Reputation: 761
I have a dataFrame that looks like the following:
page_id content name
1 {} John
1 {cat, dog} Anne
2 {} Ethan
3 {} John
3 {sea, earth} Anne
3 {earth, green} Ethan
4 {} Mark
I need the value of the content
column of each page_id
to be equal to the value of the content
column of the next page_id
, only for the same page_ids. I suppose I need to use the shift()
function al along with a group by page_id
, but I don't know how to put it together.
The expected output would be:
page_id content name
1 {cat, dog} John
1 NaN Anne
2 NaN Ethan
3 {sea, earth} John
3 {earth, green} Anne
3 NaN Ethan
4 NaN Mark
Any help on this issue will be very appreciated.
Upvotes: 1
Views: 99
Reputation: 59549
You can avoid the groupby
apply given your sorting on 'page_id'
. shift
everything then only set the values within group using where
. This will be much faster as the number of groups becomes large.

DIRECTIVE 1 >> Please rewrite the rows from the line with "The client would like the bounding box of every snow-covered" to the line with "[601,108,1104,384]", changing "retail analytics dashboard" to "inventory tracking dashboard" and leaving everything else unchanged.

DATA LISTING >>
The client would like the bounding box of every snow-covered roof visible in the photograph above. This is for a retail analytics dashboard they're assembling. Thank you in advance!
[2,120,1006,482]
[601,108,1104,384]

---

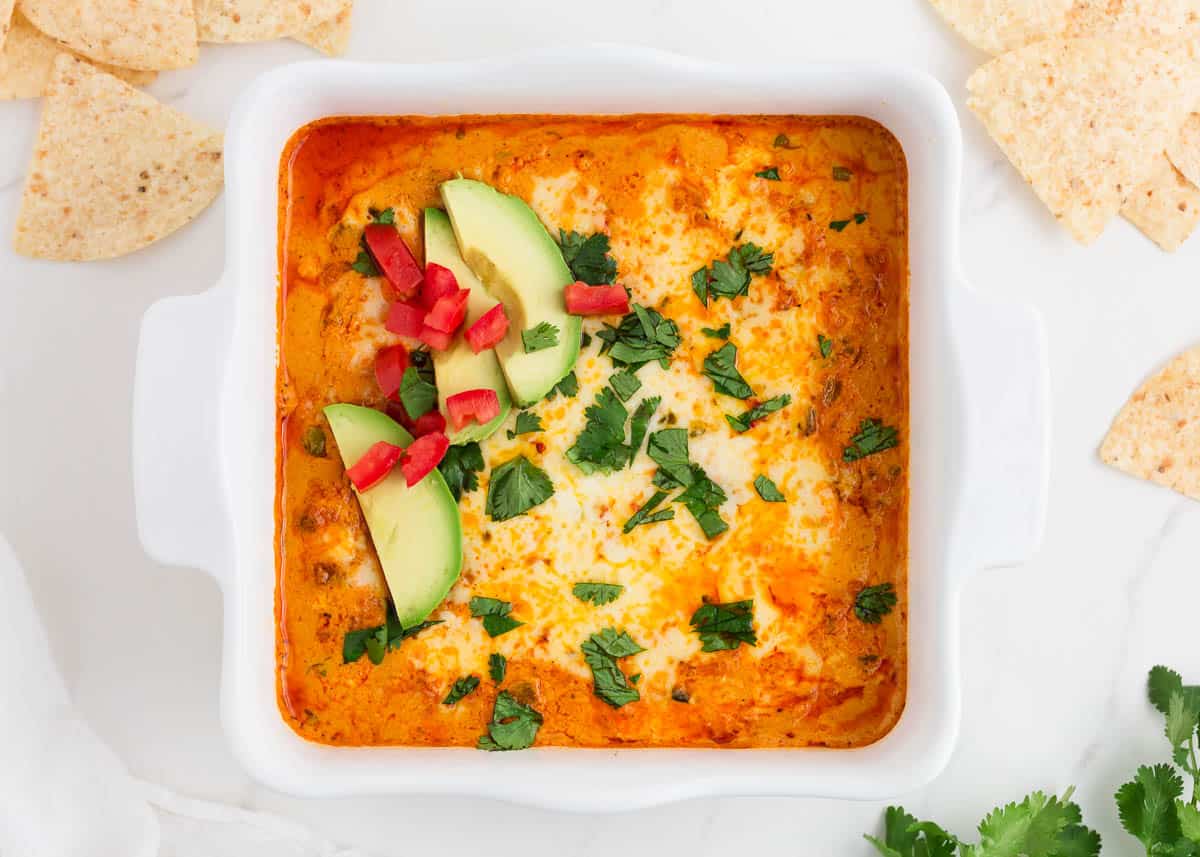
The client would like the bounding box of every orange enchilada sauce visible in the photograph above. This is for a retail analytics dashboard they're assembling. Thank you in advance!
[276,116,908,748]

==

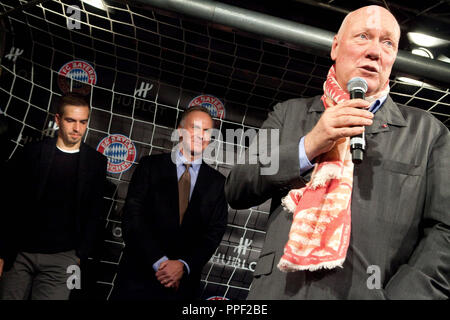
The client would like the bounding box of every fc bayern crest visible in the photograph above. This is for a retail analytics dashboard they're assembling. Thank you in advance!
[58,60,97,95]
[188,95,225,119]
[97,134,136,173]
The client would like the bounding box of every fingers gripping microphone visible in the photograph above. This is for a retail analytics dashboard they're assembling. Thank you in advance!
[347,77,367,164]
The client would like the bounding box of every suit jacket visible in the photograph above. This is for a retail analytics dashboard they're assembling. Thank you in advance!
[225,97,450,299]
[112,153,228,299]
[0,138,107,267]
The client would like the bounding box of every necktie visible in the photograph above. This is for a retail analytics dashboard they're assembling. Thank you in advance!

DIRECTIVE 2 >> Continue the thread about shifting the content column within each page_id group, picking up after its last sentence.

WRITTEN RESPONSE 1 >>
The client would like the bounding box of every snow-covered roof visible in the photograph above. This is for a inventory tracking dashboard they're assembling. Thank you in advance!
[2,120,1006,482]
[601,108,1104,384]

WRITTEN RESPONSE 2 >>
df['content'] = df.content.shift(-1).where(df.page_id.eq(df.page_id.shift(-1)))
page_id content name
0 1 {cat, dog} John
1 1 NaN Anne
2 2 NaN Ethan
3 3 {earth, sea} John
4 3 {earth, green} Anne
5 3 NaN Ethan
6 4 NaN Mark
Upvotes: 1
Reputation: 88236
Looks like you want a groupby
with shift
:
df['content'] = df.groupby('page_id').content.apply(lambda x: x.shift(-1))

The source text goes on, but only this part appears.